= Work to complete =
1. According to the passage about Mary, what would the moon be without the sun?
2. Reproduce word for word the part of the passage about Mary that starts at the words "We pray to the" and stops after the words "be very happy!".

Mary does not prevent our honouring Our Lord. Nothing is more cruel than to say that she takes souls away from Christ. That could mean that Our Lord chose a mother who is selfish, He Who is Love Itself. If she kept us from her Son, we would disown her! But is not she, who is the Mother of Jesus, good enough for us sinners? We would never have had Our Divine Lord if He had not chosen her.
We pray to the Heavenly Father, "Give us this day our daily bread." Though we ask God for our daily bread, we do not hate the farmer nor the baker who help prepare it. Neither does the mother who gives the bread to her child dispense with the Heavenly Provider. If the only charge Our Lord has against us on Judgment day is that we loved His Mother then we shall be very happy!
As our love does not start with Mary, so neither does it stop with Mary. Mary is a window through which our humanity first catches a glimpse of Divinity on earth. Or perhaps she is more like a magnifying glass, that intensifies our love of her Son, and makes our prayers more bright and burning.
God, Who made the sun, also made the moon. The moon does not take away from the brilliance of the sun. The moon would be only a burnt-out cinder floating in the immensity of space, were it not for the sun. All its light is reflected from the sun. The Blessed Mother reflects her Divine Son; without Him, she is nothing. With Him, she is the Mother of Men. On dark nights we are grateful for the moon; when we see it shining, we know there must be a sun. So in this dark night of the world when men turn their backs on Him Who is the Light of the World, we look to Mary to guide their feet while we await the sunrise.

= Excerpted data =
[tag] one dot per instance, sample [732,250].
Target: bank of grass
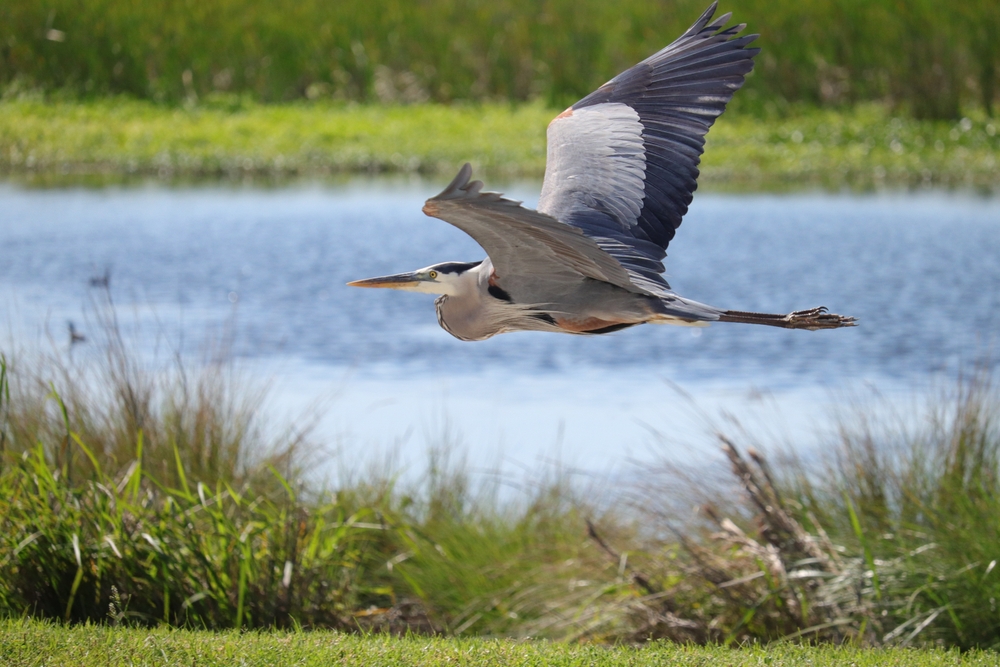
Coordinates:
[931,58]
[866,146]
[141,496]
[25,643]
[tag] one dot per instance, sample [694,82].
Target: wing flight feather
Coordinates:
[623,161]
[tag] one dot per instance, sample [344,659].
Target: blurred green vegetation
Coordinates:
[929,58]
[229,136]
[133,494]
[23,641]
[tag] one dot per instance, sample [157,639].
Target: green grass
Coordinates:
[865,146]
[929,57]
[134,495]
[30,644]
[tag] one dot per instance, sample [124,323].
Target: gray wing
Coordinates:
[623,161]
[525,246]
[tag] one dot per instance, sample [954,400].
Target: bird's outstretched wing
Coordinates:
[525,246]
[623,161]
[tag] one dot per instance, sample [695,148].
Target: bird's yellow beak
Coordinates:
[398,281]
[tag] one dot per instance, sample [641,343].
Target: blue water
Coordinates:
[920,270]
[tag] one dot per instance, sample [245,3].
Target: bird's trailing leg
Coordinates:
[813,319]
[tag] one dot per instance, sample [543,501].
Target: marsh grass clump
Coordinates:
[889,537]
[134,494]
[149,498]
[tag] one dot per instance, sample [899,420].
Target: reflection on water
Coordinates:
[920,271]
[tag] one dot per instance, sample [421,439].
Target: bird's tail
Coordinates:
[812,319]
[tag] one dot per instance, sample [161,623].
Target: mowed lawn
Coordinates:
[24,643]
[863,146]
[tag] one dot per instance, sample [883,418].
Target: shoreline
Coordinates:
[115,140]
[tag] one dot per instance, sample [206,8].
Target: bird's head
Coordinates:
[452,278]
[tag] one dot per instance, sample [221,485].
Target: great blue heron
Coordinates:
[621,170]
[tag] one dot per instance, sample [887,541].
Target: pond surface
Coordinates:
[921,271]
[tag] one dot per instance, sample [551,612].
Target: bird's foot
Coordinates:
[817,318]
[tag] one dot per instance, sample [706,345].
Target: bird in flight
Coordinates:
[621,170]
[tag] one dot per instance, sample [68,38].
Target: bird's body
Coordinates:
[620,174]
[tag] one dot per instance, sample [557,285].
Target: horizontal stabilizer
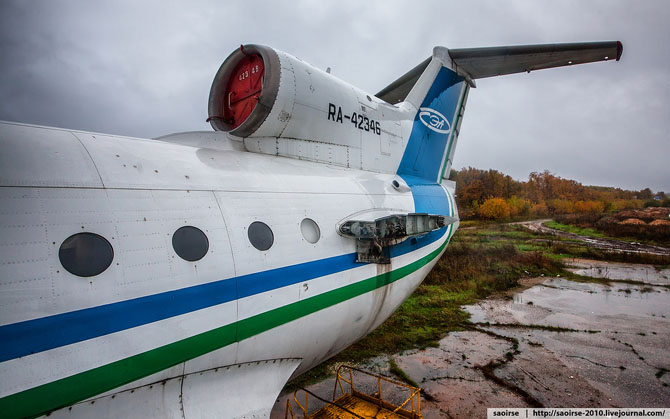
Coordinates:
[477,63]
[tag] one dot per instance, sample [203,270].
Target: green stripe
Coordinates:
[67,391]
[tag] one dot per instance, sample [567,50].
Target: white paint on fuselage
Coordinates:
[136,193]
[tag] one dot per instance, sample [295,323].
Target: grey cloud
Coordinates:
[144,69]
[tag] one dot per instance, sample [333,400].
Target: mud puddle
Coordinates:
[552,343]
[648,274]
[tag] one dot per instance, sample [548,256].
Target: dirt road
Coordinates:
[598,243]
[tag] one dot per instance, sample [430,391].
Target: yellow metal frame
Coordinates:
[415,393]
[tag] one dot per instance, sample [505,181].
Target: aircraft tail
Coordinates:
[437,91]
[439,97]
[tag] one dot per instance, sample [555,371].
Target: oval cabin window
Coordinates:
[86,254]
[260,235]
[310,230]
[190,243]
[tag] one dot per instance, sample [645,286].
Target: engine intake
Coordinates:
[244,90]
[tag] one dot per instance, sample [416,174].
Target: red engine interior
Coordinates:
[244,88]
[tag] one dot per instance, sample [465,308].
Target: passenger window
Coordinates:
[86,254]
[260,235]
[310,230]
[190,243]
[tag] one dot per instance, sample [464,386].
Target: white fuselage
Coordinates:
[293,305]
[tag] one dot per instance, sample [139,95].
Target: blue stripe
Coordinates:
[33,336]
[429,197]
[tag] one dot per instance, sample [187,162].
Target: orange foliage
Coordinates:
[543,194]
[494,209]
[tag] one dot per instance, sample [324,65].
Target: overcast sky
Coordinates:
[145,68]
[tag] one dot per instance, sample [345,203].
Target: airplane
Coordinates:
[193,275]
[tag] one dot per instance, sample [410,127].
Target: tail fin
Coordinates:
[439,88]
[439,98]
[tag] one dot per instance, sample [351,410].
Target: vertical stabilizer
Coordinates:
[439,99]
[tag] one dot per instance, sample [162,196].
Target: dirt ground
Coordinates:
[551,343]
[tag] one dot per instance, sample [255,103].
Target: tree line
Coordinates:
[490,194]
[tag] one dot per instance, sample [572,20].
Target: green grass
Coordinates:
[569,228]
[474,266]
[477,263]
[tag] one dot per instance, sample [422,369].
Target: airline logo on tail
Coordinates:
[434,120]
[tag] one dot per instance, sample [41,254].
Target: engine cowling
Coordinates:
[278,104]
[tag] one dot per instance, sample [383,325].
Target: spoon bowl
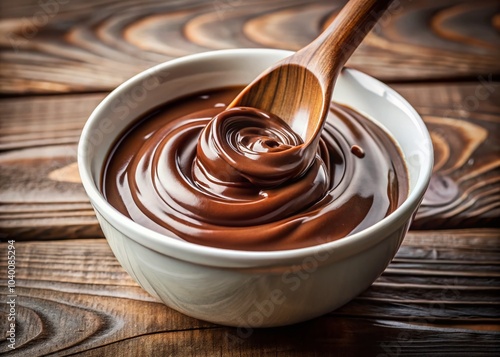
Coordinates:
[298,89]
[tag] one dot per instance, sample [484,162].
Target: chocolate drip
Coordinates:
[235,179]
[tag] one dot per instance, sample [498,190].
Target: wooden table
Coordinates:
[59,58]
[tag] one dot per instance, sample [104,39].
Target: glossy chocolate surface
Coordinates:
[235,179]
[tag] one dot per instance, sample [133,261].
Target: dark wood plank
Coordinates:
[464,124]
[439,295]
[66,46]
[41,196]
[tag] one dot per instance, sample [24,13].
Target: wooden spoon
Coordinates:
[298,89]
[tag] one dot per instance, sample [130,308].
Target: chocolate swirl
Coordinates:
[235,179]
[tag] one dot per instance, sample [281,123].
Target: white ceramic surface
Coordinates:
[242,288]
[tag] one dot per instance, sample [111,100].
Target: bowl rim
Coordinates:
[223,257]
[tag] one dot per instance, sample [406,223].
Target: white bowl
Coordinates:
[248,288]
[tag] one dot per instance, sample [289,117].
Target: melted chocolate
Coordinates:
[234,179]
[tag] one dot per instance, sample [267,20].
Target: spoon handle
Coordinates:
[327,54]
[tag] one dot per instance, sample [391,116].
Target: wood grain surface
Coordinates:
[439,295]
[41,196]
[95,45]
[58,60]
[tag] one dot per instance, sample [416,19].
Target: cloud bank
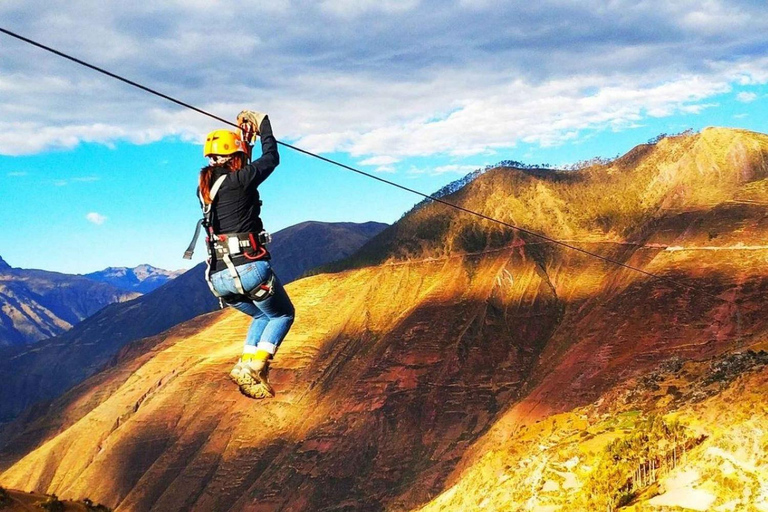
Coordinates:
[383,80]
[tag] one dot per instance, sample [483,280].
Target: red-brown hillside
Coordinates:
[398,377]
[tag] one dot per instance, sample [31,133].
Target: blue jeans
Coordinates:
[272,317]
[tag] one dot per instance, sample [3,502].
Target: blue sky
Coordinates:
[94,173]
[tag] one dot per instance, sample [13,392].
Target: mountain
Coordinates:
[455,364]
[141,279]
[307,245]
[37,304]
[51,367]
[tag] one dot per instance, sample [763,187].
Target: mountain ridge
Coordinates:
[404,377]
[38,304]
[142,278]
[43,372]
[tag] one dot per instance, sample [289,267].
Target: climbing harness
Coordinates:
[223,247]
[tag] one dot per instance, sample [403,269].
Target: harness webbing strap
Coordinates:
[205,220]
[233,272]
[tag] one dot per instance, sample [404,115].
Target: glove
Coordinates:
[250,123]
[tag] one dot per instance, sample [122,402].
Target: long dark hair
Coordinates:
[206,175]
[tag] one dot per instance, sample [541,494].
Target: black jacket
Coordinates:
[236,207]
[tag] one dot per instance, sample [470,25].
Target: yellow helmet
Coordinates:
[223,142]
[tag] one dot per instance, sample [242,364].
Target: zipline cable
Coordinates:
[353,169]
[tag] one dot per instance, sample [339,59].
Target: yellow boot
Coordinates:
[251,374]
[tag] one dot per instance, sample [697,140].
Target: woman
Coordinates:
[240,273]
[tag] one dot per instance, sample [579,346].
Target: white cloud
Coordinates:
[380,160]
[96,218]
[746,97]
[445,169]
[381,80]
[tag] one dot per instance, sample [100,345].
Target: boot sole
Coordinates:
[251,387]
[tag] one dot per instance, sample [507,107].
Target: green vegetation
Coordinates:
[634,463]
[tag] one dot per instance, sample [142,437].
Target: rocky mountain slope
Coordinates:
[51,367]
[457,365]
[307,245]
[141,279]
[37,304]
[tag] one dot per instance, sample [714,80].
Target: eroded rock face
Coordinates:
[397,379]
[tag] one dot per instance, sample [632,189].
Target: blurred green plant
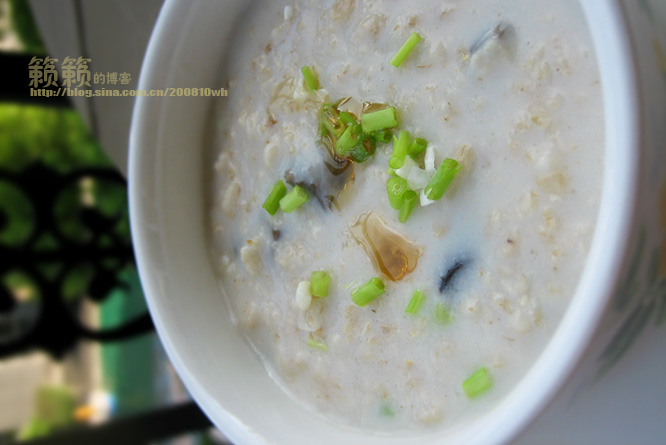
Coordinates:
[23,24]
[57,137]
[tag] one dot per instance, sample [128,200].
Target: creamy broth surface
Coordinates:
[521,109]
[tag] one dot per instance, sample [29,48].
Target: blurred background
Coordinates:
[79,359]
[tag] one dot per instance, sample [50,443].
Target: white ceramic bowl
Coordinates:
[169,220]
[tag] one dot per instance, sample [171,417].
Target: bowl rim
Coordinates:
[619,212]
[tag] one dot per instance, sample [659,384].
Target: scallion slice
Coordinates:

= Results of the tasks =
1. A burnt-out cinder floating in the immensity of space.

2.
We pray to the Heavenly Father, "Give us this day our daily bread." Though we ask God for our daily bread, we do not hate the farmer nor the baker who help prepare it. Neither does the mother who gives the bread to her child dispense with the Heavenly Provider. If the only charge Our Lord has against us on Judgment day is that we loved His Mother then we shall be very happy!